_Passage provided_.
__________
The deformation behavior is evaluated based on the rutting resistance factor (G*/sin δ), where |G*| is the complex shear modulus (i.e., stiffness) and δ is the phase angle (i.e., viscous δ = 90° or elastic δ = 0° indicator). A stiff and elastic binder with higher (G*/sin δ) values (i.e., less amount of energy dissipation) is strongly recommended for rutting resistance. To control the likelihood of tenderness during mixing and laying, if aging does not take place during construction, the stiffness value (G*/sin δ) of original/unaged asphalt should be higher than 1.0 kPa at the same temperature [55]. On the other side, to reduce rutting, the stiffness value (G*/sin δ) of the asphalt after RTFO should be larger than 2.2 kPa at the maximum 7-day average pavement design temperature [55].

Figure 12 and Figure 13 show the direct effects of no-conditioning and short-term thermal conditioning (RTFO) on the rutting factor parameter at higher temperatures. With regard to data plotted in Figure 12, it can be noticed that the unaged bituminous sample molded with 15 wt.% SG is endowed with the highest rutting potential as compared to the other asphaltaneous samples. Furthermore, by increasing the SG dose and testing temperature, a general trend towards increasing was established by the stiffness indicator (G*/sin δ). These findings are in a great harmony with empirical test-methods data, where the processed binders are depicted with lower penetration/ductility, higher viscosity, and softening point values. The minimum requirements (i.e., G*/sin δ ≥ 1 kPa) of Superior Performing Asphalt Pavements (Superpave) Specifications was achieved by all tested binders at temperature less than 70 °C.
__________
_Requirement 1_. Collect every line of the records below that contains the string "sandy".

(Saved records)
__________
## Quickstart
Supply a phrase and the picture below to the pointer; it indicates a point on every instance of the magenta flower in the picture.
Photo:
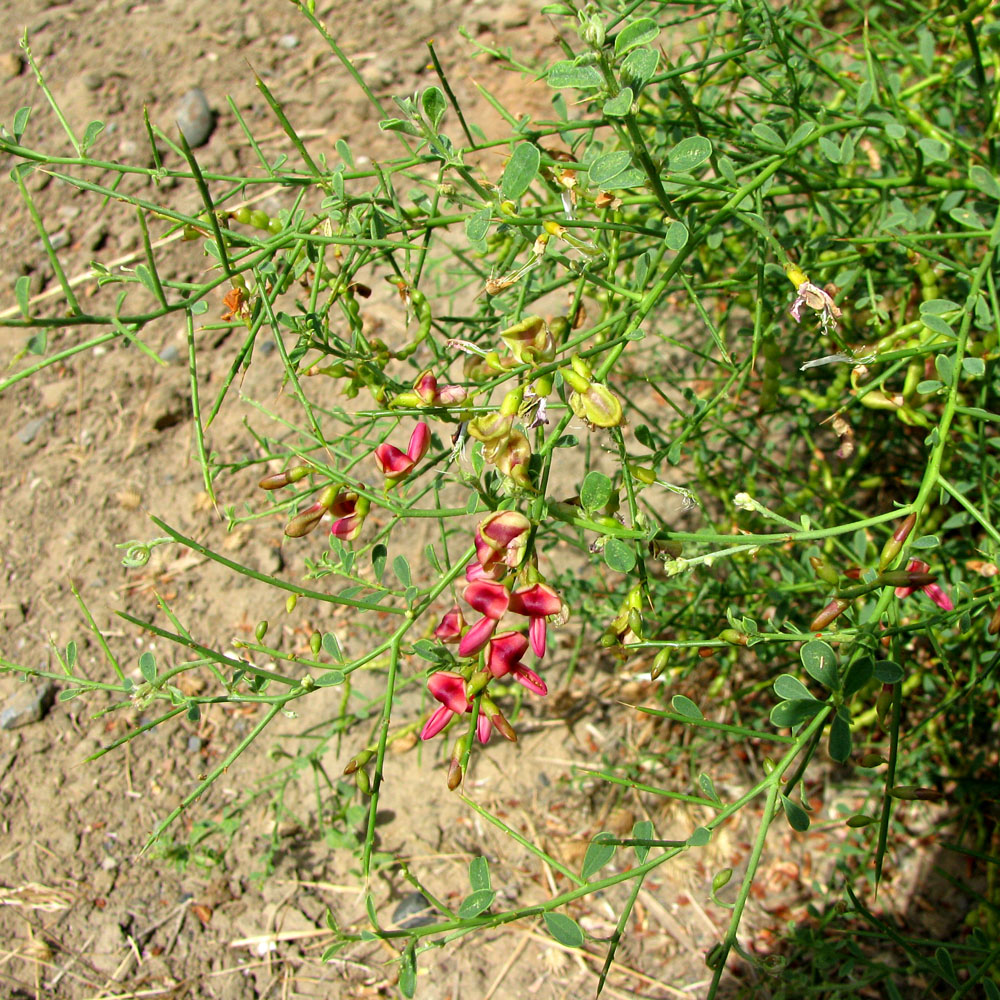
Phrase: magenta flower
(932, 590)
(502, 537)
(397, 465)
(504, 658)
(490, 600)
(538, 602)
(450, 629)
(449, 689)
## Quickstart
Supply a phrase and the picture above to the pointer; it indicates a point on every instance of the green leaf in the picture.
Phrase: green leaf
(620, 105)
(639, 67)
(521, 170)
(569, 74)
(859, 673)
(638, 32)
(888, 672)
(599, 853)
(708, 788)
(93, 130)
(607, 168)
(401, 568)
(22, 290)
(476, 902)
(820, 662)
(332, 647)
(840, 740)
(676, 236)
(479, 874)
(596, 491)
(985, 181)
(379, 555)
(620, 556)
(408, 971)
(477, 225)
(564, 929)
(21, 117)
(434, 104)
(332, 678)
(642, 830)
(689, 153)
(935, 150)
(700, 837)
(766, 135)
(147, 667)
(798, 818)
(790, 688)
(788, 714)
(686, 707)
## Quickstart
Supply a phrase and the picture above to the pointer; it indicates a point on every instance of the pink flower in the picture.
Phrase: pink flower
(932, 590)
(538, 601)
(504, 658)
(349, 511)
(449, 689)
(490, 600)
(397, 465)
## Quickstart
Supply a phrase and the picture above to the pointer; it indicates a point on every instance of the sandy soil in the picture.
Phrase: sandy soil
(89, 448)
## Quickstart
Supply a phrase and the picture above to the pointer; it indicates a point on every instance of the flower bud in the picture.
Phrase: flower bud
(894, 546)
(279, 479)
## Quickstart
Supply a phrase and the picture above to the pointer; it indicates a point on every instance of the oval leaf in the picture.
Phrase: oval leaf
(564, 929)
(690, 153)
(639, 32)
(686, 707)
(521, 170)
(820, 662)
(599, 853)
(790, 688)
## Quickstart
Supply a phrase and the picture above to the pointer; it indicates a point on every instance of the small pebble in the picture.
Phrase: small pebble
(27, 705)
(194, 117)
(28, 433)
(413, 910)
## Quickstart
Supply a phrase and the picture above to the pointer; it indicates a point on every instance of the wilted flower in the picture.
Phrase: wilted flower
(932, 590)
(397, 465)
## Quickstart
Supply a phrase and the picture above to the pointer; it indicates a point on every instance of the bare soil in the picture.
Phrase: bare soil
(88, 449)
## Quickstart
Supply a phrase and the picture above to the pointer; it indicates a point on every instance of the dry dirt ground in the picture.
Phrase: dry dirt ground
(89, 448)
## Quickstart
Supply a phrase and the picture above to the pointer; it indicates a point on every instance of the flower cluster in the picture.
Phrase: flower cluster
__________
_Requirement 2_. Render this sentence from the passage on asphalt rutting resistance in Spanish: "A stiff and elastic binder with higher (G*/sin δ) values (i.e., less amount of energy dissipation) is strongly recommended for rutting resistance."

_Exercise result 1_.
Supply a phrase and the picture above to the pointer; it indicates a point on every instance of the sandy soil in the picture.
Phrase: sandy soil

_Exercise result 2_. Se recomienda encarecidamente un ligante rígido y elástico con valores más altos de (G*/sin δ) (es decir, menor cantidad de disipación de energía) para la resistencia al ahuellamiento.